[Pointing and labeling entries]
===

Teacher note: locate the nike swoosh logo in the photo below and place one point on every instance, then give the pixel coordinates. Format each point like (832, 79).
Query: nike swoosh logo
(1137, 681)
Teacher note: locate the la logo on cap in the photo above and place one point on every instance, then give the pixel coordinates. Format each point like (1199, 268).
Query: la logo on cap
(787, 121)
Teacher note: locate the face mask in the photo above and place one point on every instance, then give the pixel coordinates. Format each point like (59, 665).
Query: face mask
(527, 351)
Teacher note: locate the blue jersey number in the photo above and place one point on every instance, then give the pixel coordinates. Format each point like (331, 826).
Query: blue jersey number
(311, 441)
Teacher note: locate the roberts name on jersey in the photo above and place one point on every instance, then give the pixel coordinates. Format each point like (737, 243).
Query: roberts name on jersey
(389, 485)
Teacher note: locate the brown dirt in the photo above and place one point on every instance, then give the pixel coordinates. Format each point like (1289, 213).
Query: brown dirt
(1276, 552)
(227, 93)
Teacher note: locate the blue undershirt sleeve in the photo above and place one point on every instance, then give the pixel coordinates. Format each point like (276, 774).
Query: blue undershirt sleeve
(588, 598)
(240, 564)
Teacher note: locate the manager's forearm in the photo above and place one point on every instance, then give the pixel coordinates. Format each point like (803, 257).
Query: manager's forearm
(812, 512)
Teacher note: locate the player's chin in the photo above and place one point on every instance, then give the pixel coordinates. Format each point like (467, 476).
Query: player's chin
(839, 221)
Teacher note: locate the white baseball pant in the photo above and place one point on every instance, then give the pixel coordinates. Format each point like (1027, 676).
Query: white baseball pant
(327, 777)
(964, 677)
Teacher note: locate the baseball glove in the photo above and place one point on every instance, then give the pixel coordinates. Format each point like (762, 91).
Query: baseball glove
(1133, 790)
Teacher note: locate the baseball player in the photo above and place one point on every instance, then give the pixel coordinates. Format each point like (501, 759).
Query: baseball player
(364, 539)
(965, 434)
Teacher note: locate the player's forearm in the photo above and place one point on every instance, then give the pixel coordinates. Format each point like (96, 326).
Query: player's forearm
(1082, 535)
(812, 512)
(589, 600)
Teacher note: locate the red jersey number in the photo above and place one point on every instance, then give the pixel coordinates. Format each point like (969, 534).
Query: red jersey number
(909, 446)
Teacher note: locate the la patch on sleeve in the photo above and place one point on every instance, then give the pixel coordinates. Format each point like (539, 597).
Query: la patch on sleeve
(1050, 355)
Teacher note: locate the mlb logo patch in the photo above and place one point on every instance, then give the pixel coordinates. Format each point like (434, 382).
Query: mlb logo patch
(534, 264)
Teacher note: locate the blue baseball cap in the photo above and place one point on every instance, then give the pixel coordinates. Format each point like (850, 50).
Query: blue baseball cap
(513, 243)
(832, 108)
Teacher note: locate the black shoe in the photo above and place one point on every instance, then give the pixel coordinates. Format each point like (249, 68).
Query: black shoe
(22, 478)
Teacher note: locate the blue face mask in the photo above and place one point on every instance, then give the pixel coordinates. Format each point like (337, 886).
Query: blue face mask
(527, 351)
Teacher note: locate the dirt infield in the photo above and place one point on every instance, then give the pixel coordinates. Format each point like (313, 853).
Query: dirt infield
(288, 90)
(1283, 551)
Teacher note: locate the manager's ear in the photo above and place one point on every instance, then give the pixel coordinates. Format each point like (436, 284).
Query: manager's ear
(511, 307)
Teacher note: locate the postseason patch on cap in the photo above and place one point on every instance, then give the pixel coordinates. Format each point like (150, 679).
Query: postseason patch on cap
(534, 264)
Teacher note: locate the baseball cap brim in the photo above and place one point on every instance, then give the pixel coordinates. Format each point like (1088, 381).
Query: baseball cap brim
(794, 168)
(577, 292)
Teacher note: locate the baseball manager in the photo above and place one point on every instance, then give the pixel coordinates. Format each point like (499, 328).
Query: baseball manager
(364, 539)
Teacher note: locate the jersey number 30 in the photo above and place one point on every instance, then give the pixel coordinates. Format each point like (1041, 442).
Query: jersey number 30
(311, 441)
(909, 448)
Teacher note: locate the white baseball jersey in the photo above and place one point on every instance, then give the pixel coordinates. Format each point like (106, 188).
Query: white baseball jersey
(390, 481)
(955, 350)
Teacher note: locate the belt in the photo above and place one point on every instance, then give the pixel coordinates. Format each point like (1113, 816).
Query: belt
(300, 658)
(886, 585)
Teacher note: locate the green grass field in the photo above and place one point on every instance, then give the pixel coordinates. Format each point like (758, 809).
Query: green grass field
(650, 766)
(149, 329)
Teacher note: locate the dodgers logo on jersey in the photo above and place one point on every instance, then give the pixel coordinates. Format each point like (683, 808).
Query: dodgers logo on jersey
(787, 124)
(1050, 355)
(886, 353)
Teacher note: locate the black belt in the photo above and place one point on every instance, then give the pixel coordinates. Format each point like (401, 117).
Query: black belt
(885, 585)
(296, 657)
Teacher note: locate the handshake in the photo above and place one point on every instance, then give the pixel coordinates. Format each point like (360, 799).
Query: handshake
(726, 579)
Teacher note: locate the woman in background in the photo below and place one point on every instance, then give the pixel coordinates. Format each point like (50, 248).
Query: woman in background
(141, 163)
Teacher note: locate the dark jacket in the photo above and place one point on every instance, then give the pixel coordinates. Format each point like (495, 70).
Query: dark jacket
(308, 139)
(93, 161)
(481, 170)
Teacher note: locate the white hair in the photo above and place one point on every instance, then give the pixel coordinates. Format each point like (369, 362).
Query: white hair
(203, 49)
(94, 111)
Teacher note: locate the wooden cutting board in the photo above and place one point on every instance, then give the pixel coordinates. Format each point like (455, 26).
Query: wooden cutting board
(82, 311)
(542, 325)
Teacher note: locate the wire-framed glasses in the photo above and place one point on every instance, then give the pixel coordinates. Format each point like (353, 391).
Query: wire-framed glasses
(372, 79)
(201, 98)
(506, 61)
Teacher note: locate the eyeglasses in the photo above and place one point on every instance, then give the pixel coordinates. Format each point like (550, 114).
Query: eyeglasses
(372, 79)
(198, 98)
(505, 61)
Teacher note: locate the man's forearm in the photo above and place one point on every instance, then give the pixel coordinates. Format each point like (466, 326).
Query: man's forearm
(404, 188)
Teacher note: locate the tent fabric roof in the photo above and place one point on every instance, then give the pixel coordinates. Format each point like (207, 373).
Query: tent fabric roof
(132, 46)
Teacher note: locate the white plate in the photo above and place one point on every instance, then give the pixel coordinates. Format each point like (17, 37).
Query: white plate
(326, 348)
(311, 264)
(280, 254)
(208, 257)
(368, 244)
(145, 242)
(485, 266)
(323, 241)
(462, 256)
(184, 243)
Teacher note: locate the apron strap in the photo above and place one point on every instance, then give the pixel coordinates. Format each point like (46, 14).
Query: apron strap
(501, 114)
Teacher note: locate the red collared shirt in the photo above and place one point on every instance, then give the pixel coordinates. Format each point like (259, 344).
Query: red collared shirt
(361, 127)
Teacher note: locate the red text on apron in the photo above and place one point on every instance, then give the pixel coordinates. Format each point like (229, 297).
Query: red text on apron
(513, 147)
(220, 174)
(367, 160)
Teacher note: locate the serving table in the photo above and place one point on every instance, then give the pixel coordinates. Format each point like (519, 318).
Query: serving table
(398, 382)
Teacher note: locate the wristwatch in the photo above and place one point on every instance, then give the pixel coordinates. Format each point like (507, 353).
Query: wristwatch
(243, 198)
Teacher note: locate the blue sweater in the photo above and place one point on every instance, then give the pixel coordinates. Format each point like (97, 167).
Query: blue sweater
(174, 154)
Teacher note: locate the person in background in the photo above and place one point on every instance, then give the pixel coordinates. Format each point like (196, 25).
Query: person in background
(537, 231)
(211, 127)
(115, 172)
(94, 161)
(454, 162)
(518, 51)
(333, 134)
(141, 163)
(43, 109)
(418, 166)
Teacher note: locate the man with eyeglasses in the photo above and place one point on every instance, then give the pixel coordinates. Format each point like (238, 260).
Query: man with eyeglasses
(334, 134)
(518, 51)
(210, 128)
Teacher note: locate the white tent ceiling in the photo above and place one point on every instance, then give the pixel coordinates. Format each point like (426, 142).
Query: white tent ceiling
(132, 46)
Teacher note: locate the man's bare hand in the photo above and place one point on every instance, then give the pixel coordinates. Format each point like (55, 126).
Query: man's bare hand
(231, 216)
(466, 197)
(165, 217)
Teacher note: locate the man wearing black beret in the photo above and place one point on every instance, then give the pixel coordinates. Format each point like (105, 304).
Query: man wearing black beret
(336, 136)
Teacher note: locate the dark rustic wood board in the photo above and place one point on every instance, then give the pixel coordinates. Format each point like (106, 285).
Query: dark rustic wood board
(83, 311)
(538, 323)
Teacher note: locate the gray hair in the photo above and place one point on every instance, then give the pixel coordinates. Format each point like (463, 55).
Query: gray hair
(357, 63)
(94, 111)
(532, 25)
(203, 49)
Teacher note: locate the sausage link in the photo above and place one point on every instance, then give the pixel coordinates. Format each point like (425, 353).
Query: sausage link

===

Could you give again exactly the lines from the line containing "Teacher note: locate the man with" through the final line of the data above, and no others?

§ **Complete response**
Teacher note: locate the man with eyeglasses in the photo above and place one point on every instance, then give the pixel coordinates. Format each point like (238, 260).
Query: man with eyeglasses
(334, 134)
(518, 51)
(210, 128)
Teacher note: locate the white tent ceiling in the photo above and place one point on every instance, then give the pixel coordinates. Format each point like (426, 142).
Query: white tent ceiling
(132, 46)
Teacher note: locate the man's bare hand in the photo above and place one point on every instance, then give the pixel coordinates. Format each point like (55, 126).
Query: man's bare hand
(231, 216)
(466, 197)
(165, 217)
Teacher note: locate the man wearing black beret in the photo above and place one point on every instance, then give the pixel coordinates. Format each point like (105, 304).
Query: man wearing black beret
(336, 136)
Teacher note: locate the dark rustic wood board in the photo above and place one point on every instance, then give the pixel coordinates. Format each point like (106, 285).
Query: dark rustic wood board
(83, 311)
(538, 323)
Teacher note: locate the gray hair in the photo above and place one point on every instance, then give the pixel coordinates. Format each point like (463, 55).
Query: gray hair
(357, 63)
(94, 111)
(532, 25)
(203, 49)
Teacher note: locate the sausage link in the photo above and place one point on every instance, then give the pixel coordinates. Format each point like (425, 353).
Query: sausage link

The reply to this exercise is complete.